• **DOCUMENT PASSAGE**
══════════

Character AI's 2021 seed deck surfaces in lawsuit, revealing Noam Shazeer's early vision and GPT-3 origins
Key Points
- Character AI's December 2021 seed deck credits Noam Shazeer's research as foundational to OpenAI's GPT-3, claiming OpenAI employees attended his 2018 talk and implemented his approach.
- Shazeer's pitch prioritizes transformer architecture and distributed computing over individual models, arguing the real value is in the ability to keep building models rather than any single one.
- Character AI planned $20–30 million in first-year spending to buy GPUs, train a GPT-3-sized model in three weeks, and launch products spanning companionship, writing assistance, and customer support.
Summary
Character AI's 2021 Seed Deck Reveals Noam Shazeer's Vision for LLM-Driven Conversational Products
A Character AI seed deck from December 2021—surfaced in a lawsuit—documents Noam Shazeer's early thesis on what would become the company's core product, along with his already-developed conviction that GPT-3's architecture owed substantially to his own research contributions.
The Shazeer Foundation
The deck positions Shazeer's trajectory as the linchpin: spell checker and "Did You Mean" at Google, AdSense targeting, large-scale ML infrastructure, and by 2016, a public prediction that large neural language models represented the future. His stated goal is to invent critical innovations and make them available to the world, grounded in specific technical bets on transformer architecture, distributed computing, sparsity optimization, and fast decoding for long sequences.
A notable framing appears in the deck: Shazeer argues the true value isn't in individual models—"the eggs"—but in the architecture itself, "the goose." The power to keep making models is what matters.
The GPT-3 Attribution
The deck explicitly credits Shazeer's work as foundational to OpenAI's GPT-3, citing multiple OpenAI employees who reportedly attended Shazeer's 2018 talk, took notes, and implemented the approach. The framing suggests OpenAI was "directionless" until that talk, and continued to monitor and implement Shazeer's papers afterward. The deck also references Kevin Lacker's 2021 assessment that GPT-3 couldn't quite pass a coding phone screen but was "getting closer"—GitHub Copilot, built on GPT-3, followed.
The Product Vision
Character AI's intended use cases span companionship, language practice, social situation rehearsal, assistive writing, life coaching, customer support, and personal assistance. The core mode: quality research engineers, intelligent products, high usage, and large compute cloud. The deck notes $1 million as the training cost for GPT-3, with a smarter model costing more.
Shazeer's operating plan is concrete: buy GPUs, evaluate make-versus-cloud, train a GPT-3-sized model in three weeks, with total first-year spend of $20–30 million.
Market Context
The deck was written one month after Shazeer left Google, with reported strong inbound interest from top engineers, angels, and early-stage VCs. By the time of this surface, Shazeer has since left Character AI and moved to OpenAI—a two-year run at Character, followed by a Google acquisition, then departure.

══════════

• **Records taken from a dataset**
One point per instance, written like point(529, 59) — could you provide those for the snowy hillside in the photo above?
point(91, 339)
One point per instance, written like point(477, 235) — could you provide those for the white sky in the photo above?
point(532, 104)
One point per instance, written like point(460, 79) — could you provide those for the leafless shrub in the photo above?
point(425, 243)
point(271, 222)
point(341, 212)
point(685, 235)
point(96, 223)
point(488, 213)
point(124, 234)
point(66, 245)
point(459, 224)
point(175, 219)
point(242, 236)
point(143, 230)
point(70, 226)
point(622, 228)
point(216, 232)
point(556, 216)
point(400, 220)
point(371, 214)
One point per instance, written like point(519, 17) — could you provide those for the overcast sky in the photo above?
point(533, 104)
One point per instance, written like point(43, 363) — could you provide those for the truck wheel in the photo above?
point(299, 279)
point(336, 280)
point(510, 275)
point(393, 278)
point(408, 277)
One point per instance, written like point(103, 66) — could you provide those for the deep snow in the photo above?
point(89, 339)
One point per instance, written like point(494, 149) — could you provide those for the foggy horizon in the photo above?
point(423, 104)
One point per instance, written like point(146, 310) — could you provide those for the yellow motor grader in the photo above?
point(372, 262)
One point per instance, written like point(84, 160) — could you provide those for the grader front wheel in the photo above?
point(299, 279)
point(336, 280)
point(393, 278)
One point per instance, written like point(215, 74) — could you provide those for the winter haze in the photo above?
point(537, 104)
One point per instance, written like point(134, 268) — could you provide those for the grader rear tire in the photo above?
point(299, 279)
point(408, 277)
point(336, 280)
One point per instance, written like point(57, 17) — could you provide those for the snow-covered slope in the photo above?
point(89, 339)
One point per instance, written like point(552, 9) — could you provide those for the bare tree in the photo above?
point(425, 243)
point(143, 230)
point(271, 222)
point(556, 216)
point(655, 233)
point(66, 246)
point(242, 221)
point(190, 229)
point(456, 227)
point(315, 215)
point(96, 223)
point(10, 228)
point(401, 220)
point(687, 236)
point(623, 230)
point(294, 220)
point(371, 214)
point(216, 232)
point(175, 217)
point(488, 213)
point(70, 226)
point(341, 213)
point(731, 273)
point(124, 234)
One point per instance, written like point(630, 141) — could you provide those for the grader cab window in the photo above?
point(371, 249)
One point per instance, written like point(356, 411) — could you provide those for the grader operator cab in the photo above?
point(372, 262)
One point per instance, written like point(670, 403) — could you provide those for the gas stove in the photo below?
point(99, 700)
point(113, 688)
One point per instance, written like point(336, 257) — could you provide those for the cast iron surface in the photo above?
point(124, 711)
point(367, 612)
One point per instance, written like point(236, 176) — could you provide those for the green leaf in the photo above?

══════════

• **TASKS TO PERFORM**
**A)** In the Character AI seed deck article, what figure does the deck give as the training cost for GPT-3?
**B)** Retype everything in the Character AI seed deck article from "- Shazeer's pitch" down to "own research contributions.", keeping the wording unchanged.

• **SOLUTIONS TO EACH TASK**
**A)** $1 million.

**B)**
- Shazeer's pitch prioritizes transformer architecture and distributed computing over individual models, arguing the real value is in the ability to keep building models rather than any single one.
- Character AI planned $20–30 million in first-year spending to buy GPUs, train a GPT-3-sized model in three weeks, and launch products spanning companionship, writing assistance, and customer support.
Summary
Character AI's 2021 Seed Deck Reveals Noam Shazeer's Vision for LLM-Driven Conversational Products
A Character AI seed deck from December 2021—surfaced in a lawsuit—documents Noam Shazeer's early thesis on what would become the company's core product, along with his already-developed conviction that GPT-3's architecture owed substantially to his own research contributions.